Exercise passage:
The road to becoming a nurse is not an easy one although it can be a lot more bearable if you know which nursing concepts are the most important to master. Whatever type of nursing student you may be, mastering the following nursing concepts will put you ahead in your class and help you adjust to hospital life later on.
Sure the nursing process may look as though it is a simple as pie (get it? ADPIE?), but it can actually be like trying to gobble down a pie on steroids! From NCLEX to real life nursing, the nursing process is every nurse’s best friend. Simply knowing the correct order can make your life as a nurse so much easier. Test takers secret: At least a few questions in your state boards can be answered just by knowing the basics of the nursing process. That’s an NCLEX hack!
Forget about becoming a nurse if you have no inkling about what the principles of asepsis are all about. This is something that you will use every single day as a nurse, no matter where you may be or where you will end up working. There’s just no way you can be a nurse and be able to protect yourself, much more your patients, without fully understanding this basic but fundamental nursing concept.
From passing quizzes, understanding anatomy and physiology, and knowing life-saving measures, fully comprehending blood flow through the heart can save patients’ life and the nursing student’s life as well. There are actually a few anecdotes of nurses not landing their dream job because they failed to correctly answer an interview question which asks them to describe how the blood flows through the heart. Ouch, that’s heart-wrenching!
Mastering nursing communication techniques mean a lot more than just knowing how to say “tell me more”(although that works a lot of times!). First off, your skill in communicating with patients is what sets you apart from healthcare staff in other professions.
Nursing is called THE ‘caring profession’ for plenty of reasons, and a lot of those reasons are associated with how a much better a nurse can make a patient feel just by using the right choice of words. Being a nurse also entails knowing how to coax important details from patients who may not be very comfortable sharing very personal facts. Nurses are able to do that by being communication ninjas (for the most part).In fact, an NCSBN study shared that 100% of new RNs said that they use therapeutic communication techniques in 100% of all their nurse-patient interaction. And by the way, this nursing concept is also an NCLEX favorite.
We know how basic Maslow’s Hierarchy of Needs is, but a lot of more complex concepts are based on it(like prioritization and triage). The Maslow’s Hierarchy of Needs is every nurse’s blueprint in answering NCLEX questions and real life situations that have to deal with decision making. You absolutely NEED this to save yourself from the trouble of not passing your state exams and for saving patients’ lives.

Supplied information:
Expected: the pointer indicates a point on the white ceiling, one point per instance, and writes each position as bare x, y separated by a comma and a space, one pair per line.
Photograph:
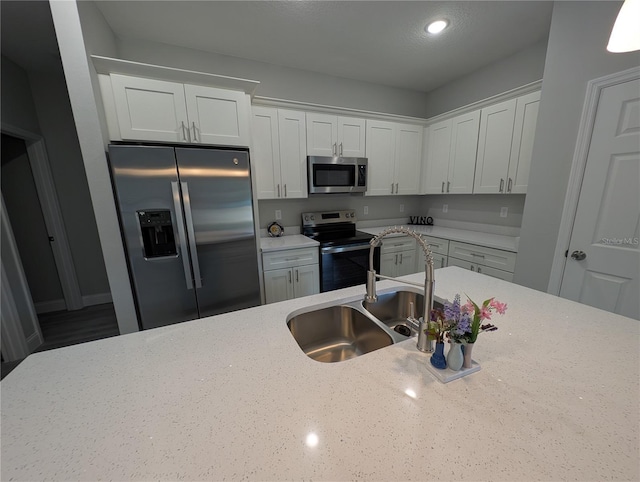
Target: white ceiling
375, 41
383, 42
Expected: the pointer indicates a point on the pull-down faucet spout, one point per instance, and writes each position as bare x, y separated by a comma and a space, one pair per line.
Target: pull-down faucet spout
424, 342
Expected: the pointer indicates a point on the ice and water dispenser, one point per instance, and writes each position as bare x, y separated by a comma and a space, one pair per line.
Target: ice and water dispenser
157, 233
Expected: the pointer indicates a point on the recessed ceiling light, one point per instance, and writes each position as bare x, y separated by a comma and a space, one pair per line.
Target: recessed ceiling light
436, 27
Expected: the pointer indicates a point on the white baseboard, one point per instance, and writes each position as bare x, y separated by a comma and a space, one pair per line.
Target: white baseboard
59, 305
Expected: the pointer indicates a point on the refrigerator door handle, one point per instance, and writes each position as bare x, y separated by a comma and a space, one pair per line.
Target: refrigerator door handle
192, 235
181, 234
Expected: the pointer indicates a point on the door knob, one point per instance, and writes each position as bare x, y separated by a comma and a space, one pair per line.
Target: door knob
578, 255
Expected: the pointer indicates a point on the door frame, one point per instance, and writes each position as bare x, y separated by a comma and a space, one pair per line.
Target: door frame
51, 212
578, 166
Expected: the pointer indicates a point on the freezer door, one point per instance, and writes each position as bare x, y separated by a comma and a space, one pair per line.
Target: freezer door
148, 196
216, 190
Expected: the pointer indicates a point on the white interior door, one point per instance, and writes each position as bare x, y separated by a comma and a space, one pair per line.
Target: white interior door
603, 264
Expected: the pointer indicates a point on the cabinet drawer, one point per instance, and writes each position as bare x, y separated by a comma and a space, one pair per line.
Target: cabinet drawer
400, 243
437, 245
494, 258
289, 258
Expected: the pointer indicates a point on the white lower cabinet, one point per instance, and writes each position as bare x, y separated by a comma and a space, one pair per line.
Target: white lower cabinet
492, 262
291, 273
398, 256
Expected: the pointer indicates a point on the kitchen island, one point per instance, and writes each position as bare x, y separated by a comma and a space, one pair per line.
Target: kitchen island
234, 397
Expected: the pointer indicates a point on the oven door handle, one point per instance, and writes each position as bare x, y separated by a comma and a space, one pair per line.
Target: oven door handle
344, 249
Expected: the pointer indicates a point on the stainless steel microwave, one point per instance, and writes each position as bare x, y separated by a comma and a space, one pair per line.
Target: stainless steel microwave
336, 174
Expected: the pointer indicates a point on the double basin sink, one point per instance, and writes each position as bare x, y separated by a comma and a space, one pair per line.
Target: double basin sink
342, 330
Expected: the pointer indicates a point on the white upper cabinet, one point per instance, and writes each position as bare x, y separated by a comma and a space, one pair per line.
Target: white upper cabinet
279, 153
523, 134
506, 138
329, 135
156, 110
451, 155
494, 147
394, 152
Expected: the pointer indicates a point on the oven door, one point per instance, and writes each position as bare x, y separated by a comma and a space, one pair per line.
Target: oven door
343, 266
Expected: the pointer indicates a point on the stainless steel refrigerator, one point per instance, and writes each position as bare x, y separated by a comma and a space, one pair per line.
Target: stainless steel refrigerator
186, 216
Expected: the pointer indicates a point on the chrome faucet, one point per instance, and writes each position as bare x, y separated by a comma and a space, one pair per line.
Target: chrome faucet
425, 343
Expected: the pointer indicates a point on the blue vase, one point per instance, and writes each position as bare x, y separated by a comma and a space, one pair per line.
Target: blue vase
455, 357
437, 359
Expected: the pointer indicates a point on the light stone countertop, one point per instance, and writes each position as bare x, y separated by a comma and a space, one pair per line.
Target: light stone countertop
234, 397
497, 241
292, 241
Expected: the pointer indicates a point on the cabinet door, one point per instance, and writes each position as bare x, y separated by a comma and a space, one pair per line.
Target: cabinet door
380, 141
351, 135
150, 110
464, 148
408, 159
293, 160
494, 147
278, 285
389, 264
524, 130
306, 280
406, 262
266, 151
436, 163
322, 135
217, 116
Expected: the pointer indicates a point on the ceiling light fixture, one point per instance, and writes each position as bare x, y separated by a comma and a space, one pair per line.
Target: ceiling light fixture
625, 36
436, 27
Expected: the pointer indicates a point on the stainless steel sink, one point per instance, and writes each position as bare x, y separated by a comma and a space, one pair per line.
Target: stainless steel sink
337, 333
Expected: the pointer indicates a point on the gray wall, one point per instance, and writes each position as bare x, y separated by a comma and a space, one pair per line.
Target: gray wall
65, 159
520, 69
576, 53
27, 223
483, 209
17, 105
281, 82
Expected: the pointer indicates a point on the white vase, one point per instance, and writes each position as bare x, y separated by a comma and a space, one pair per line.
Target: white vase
455, 357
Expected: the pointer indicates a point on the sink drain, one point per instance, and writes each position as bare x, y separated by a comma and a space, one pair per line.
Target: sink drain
403, 330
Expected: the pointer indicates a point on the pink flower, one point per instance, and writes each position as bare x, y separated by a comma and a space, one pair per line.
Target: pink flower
499, 307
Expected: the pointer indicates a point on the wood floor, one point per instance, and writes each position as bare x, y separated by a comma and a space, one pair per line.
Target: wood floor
65, 328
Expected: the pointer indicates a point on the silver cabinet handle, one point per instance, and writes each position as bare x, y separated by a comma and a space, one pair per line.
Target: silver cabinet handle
184, 135
578, 255
191, 232
195, 136
181, 234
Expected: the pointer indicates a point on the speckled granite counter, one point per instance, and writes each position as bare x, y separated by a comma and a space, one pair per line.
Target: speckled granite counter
497, 241
233, 397
287, 242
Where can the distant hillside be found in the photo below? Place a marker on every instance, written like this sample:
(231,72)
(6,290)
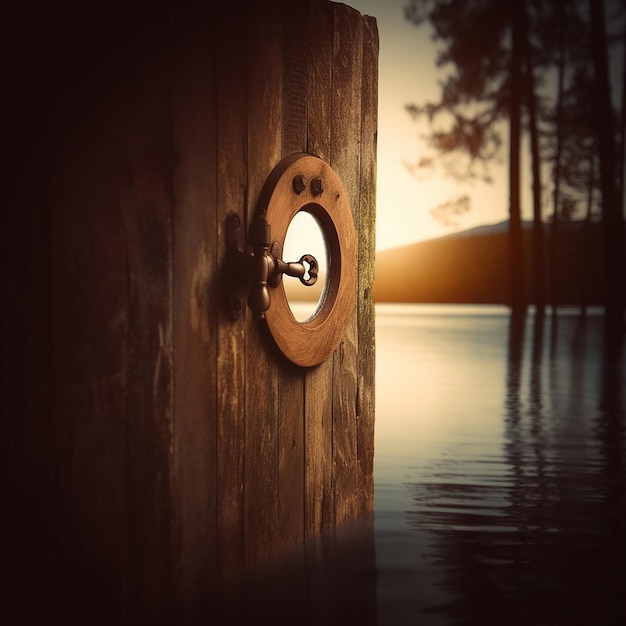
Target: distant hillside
(473,267)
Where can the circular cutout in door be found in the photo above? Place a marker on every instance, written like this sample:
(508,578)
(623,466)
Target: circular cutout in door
(302,182)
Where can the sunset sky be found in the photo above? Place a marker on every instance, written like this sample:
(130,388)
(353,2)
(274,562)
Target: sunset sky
(407,74)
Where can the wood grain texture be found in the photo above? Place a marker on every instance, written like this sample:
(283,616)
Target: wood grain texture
(196,304)
(365,408)
(345,160)
(319,502)
(158,449)
(261,398)
(232,127)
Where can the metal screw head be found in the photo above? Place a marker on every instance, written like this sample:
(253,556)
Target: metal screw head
(298,184)
(317,186)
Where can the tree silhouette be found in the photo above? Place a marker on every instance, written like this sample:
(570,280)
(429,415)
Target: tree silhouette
(571,124)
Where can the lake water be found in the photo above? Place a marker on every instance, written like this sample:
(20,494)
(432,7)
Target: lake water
(500,471)
(500,480)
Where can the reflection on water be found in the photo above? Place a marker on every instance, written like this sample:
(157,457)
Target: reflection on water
(500,485)
(500,478)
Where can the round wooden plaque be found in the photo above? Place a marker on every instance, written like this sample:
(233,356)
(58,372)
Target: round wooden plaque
(302,182)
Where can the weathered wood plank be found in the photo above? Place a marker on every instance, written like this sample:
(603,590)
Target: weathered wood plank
(291,378)
(88,341)
(146,200)
(261,396)
(319,503)
(232,107)
(365,276)
(345,160)
(195,306)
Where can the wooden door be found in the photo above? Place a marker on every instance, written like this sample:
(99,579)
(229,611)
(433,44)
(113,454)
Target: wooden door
(156,447)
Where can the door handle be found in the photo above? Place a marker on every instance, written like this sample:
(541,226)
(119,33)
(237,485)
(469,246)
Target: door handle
(254,264)
(268,266)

Problem requirements: Return the part of the nursing concepts passage from "From passing quizzes, understanding" to "in other professions.", copied word for word.

Exercise response:
From passing quizzes, understanding anatomy and physiology, and knowing life-saving measures, fully comprehending blood flow through the heart can save patients’ life and the nursing student’s life as well. There are actually a few anecdotes of nurses not landing their dream job because they failed to correctly answer an interview question which asks them to describe how the blood flows through the heart. Ouch, that’s heart-wrenching!
Mastering nursing communication techniques mean a lot more than just knowing how to say “tell me more”(although that works a lot of times!). First off, your skill in communicating with patients is what sets you apart from healthcare staff in other professions.